**ABOUT THIS EXERCISE**. Wherever the string "tower" appears in the entries below, return the line that holds it.

- Opening Delimiter -

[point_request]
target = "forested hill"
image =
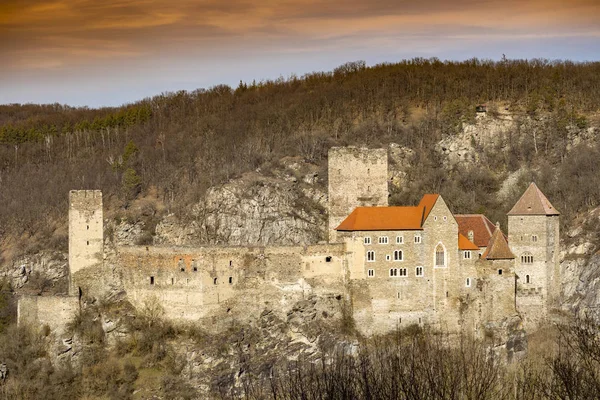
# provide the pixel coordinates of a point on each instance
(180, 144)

- Closing Delimiter -
- Opening Delimiter -

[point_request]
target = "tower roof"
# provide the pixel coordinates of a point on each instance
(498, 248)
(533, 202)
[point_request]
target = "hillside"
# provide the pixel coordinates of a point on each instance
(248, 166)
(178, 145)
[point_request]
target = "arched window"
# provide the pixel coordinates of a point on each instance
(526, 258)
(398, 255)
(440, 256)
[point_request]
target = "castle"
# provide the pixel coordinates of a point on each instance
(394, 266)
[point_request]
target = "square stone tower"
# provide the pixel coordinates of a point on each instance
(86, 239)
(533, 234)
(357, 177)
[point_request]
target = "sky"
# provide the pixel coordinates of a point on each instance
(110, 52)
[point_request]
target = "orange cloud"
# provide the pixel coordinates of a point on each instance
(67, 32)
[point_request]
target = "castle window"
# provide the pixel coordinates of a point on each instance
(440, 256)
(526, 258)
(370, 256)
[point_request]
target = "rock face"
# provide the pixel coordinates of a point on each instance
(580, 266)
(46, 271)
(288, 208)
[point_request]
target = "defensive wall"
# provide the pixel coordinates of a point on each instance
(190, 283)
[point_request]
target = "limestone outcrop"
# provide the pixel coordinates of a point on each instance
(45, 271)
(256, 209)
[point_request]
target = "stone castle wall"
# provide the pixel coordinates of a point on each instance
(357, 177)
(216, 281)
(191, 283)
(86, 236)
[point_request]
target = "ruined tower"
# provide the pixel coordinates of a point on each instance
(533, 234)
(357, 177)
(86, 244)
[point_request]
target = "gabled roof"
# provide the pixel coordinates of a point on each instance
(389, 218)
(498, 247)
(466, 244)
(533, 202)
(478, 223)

- Closing Delimiter -
- Opening Delimiter -

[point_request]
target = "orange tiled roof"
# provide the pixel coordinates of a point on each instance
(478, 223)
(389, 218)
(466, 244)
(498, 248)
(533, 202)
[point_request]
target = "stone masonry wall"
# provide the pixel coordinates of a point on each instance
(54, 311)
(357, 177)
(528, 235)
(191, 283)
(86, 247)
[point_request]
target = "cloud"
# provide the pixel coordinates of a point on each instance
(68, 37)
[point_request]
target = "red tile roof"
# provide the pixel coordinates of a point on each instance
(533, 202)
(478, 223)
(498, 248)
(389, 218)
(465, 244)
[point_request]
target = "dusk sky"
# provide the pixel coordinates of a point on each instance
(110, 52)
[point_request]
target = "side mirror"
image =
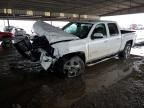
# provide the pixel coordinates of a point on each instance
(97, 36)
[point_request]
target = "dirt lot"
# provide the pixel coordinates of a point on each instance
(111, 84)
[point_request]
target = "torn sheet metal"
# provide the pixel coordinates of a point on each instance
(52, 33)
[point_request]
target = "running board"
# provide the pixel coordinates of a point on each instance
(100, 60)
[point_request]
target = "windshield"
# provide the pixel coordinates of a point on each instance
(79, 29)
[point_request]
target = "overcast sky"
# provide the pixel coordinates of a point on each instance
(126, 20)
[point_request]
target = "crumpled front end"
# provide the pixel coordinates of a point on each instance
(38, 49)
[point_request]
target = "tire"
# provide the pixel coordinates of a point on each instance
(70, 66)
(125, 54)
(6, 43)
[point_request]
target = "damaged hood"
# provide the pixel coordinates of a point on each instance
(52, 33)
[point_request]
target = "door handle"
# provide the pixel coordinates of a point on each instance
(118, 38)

- Closing Delimiter -

**RESULT FOR THIS TASK**.
target = "tower roof"
target = "square stone tower"
target = "ruined tower"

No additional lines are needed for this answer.